:: Text excerpt ::
Game Design, Programming and running a one-man games business…

Making a game with real-world issues

My current project is Democracy 4, a game about politics, at a time when politics is…explosive to put it mildly. Right now we are in the middle of a global pandemic, there are riots going on over America, and countries all over the world have problems with fake news, extremism, extreme nationalism, gun violence and many other problems.

Democracy 4 obviously has to reflect the real world. Its a game about politics, so you cant pretend some issues do not exist because they are awkward. In fact, we are hopefully covering all political issues regardless how divisive they may be. Our game lets you outlaw homosexuality, or lets you allow gender-transition on demand. You can outlaw guns or let everyone have machine-guns. You can close all the airports, you can ban abortion, you can legalize prostitution, heroin and much more.

However, one of the topic in the game that I worry about right now, due to the current news cycle is this one:

Race riots are not new to Democracy 4, they were in D3 too, but it feels weird to experience them in-game at the same time as they are actually happening. It reminds me just how *delicate* such topics are. What are the causes of race riots? Not just in the US, or where I live in the UK, but over the whole range of countries that we hope to cover. This is hard to nail down to a few equations in a spreadsheet… Currently the main causes of them are Racial Tension, Unemployment and Violent Crime. Racial Tension itself has a number of causes, but its linked to high levels of immigration. You can mitigate it with a high standard of living, race discrimination acts and a ‘stamp out racism’ week, which is a subtle bit of social engineering.

I’m trying really hard to make a politics game, not a POLITICAL game. There is no magical code buried inside democracy 4 that tries to arrange things to preach a subtle (or not subtle) ‘racism is bad’ message. As an individual, obviously I have my own views, but as I read more and more online political discussion I find it clear that preaching never convinces anybody of anything.

Democracy 4 is supposed to be a fairly accurate simulation. In it, I’m trying to guess what the causes of events are, and the outcomes and then just represent them. You can see that race riots hit GDP, and upset everyone. They should maybe arguably affect tourism too. They will also upset conservatives, who presumably worry that their houses may get looted in riots?
:::
:: Stored data ::
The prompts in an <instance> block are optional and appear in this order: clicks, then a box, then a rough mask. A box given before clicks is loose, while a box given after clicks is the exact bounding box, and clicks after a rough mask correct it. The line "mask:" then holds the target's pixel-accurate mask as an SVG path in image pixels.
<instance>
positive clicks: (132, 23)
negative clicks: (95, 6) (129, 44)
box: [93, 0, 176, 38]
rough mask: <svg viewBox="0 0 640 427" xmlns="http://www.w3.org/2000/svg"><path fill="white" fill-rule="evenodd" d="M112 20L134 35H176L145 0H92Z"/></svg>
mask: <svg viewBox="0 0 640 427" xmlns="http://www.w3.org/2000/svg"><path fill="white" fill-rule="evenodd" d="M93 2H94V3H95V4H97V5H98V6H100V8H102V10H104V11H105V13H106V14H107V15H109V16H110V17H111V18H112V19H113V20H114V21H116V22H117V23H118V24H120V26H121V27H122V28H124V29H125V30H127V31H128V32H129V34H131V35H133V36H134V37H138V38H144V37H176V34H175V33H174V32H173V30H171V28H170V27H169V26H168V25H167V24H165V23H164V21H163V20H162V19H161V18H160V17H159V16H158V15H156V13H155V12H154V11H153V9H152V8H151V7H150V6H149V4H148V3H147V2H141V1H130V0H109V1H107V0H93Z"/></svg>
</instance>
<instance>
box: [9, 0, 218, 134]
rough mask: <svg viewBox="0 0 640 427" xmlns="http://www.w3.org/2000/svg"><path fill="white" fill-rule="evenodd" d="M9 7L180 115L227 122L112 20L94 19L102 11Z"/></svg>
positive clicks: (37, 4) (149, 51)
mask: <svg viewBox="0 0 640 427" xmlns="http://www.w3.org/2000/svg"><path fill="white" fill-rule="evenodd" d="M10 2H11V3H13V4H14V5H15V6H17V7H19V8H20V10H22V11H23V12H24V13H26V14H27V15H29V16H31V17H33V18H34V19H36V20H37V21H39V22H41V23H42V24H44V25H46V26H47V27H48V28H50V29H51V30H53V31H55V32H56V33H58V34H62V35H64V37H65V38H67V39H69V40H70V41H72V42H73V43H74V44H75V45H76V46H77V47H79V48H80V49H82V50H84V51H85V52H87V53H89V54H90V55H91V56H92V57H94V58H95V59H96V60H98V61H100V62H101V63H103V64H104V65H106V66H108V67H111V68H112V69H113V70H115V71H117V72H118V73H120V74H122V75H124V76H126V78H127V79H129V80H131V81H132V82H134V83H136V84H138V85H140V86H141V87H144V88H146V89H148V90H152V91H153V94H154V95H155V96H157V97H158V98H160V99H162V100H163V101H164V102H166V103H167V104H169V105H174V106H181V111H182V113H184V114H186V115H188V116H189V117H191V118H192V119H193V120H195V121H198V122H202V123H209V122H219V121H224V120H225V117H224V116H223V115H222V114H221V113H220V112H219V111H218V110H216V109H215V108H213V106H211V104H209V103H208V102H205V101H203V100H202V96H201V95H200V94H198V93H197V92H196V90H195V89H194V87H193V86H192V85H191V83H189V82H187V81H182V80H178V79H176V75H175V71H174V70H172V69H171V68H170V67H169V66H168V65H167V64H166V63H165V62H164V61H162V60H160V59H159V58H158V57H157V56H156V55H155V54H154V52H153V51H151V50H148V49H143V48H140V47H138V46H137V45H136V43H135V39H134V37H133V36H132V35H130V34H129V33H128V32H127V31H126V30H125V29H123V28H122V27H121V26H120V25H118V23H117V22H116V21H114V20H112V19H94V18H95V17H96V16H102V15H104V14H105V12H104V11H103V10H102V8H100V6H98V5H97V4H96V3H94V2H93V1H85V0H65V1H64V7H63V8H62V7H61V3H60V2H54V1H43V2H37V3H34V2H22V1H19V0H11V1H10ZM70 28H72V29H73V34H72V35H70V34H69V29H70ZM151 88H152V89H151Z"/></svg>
:::
:: Stored data ::
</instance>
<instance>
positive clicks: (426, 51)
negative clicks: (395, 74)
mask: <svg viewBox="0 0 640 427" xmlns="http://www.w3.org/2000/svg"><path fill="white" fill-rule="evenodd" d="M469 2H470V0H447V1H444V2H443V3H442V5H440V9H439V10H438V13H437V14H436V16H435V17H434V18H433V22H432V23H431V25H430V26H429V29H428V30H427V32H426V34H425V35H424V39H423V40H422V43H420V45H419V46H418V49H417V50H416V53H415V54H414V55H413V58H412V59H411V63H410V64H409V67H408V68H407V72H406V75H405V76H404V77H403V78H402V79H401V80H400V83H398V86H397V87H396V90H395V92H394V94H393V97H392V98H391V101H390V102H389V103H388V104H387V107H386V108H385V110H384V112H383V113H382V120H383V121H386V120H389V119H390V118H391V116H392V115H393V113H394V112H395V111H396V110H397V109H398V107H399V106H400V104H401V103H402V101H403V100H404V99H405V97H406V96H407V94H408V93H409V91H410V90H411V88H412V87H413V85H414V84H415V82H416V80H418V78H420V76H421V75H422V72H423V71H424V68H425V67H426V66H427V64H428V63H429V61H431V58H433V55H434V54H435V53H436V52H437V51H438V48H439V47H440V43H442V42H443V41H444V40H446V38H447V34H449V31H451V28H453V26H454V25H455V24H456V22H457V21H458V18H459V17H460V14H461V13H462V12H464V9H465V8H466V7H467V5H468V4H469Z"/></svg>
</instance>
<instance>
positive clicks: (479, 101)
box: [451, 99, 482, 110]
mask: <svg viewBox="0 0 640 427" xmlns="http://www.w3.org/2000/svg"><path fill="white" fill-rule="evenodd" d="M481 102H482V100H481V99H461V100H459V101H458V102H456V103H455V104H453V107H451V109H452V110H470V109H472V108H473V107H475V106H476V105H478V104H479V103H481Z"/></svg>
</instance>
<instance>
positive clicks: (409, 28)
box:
:::
:: Stored data ::
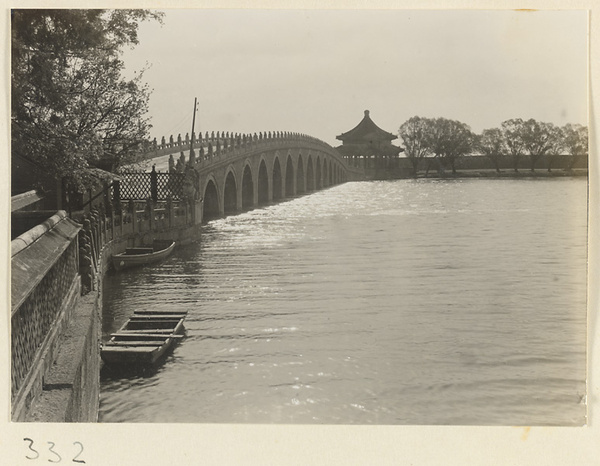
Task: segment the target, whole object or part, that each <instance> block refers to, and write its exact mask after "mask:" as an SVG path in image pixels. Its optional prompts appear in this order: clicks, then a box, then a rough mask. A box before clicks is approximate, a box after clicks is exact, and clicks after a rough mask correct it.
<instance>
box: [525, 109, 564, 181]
:::
Assigned task:
Continue the blog post about handling real-world issues in Democracy 4 from the end of its last paragraph. The records come from a separate source unrelated to the text.

Response area:
In general I am a believer that logic dictates treating humans fairly and equally, and that if we follow evidence, data and science, we tend to make good decisions. That includes following maths and economics. In Democracy 4, the player will learn that race riots severely affect their re-election chances, hurt the economy, and can be expensive in terms of the policies required to get them under control (rubber bullets, tear gas, water cannons etc). Someone who wants to *win* at Democracy 4 (constant election wins) will learn not to let any one political group get too angry, and that includes ethnic minorities. Its just simple good politics in the real world too.

I think this is self evident to anybody who plays strategy games. There is always a consequence to every decision, and its good to think long term. If you are playing purely as a capitalist, you might see the need for some seemingly socialist policies just to prevent the social-breakdown and expensive consequences of vast inequality. Sure, you can pay people poverty wages, but if that means you need twice the police force to keep you safe as a result, is it really a net win?

I think its also a powerful argument in environmentalism. Sure, you can hate those hippies who hug trees and bang-on about carbon emissions, but have you SEEN the economic costs of extreme temperatures and food riots/wars/sea level rise that are the consequence of inaction? And for that matter have you seen how cheap electric cars are to run?

There is a persistent myth that Henry ford paid his workers a higher than normal salary so they could afford to buy the cars he made. Thats bullshit. I’ve read several books on ford. They were forced to hugely raise wages due to incredibly high staff turnover, but nevertheless its an interesting myth, that makes a lot of sense. Inequality has an ultimate cost, not just in security, but in terms of its negative impact on the economy.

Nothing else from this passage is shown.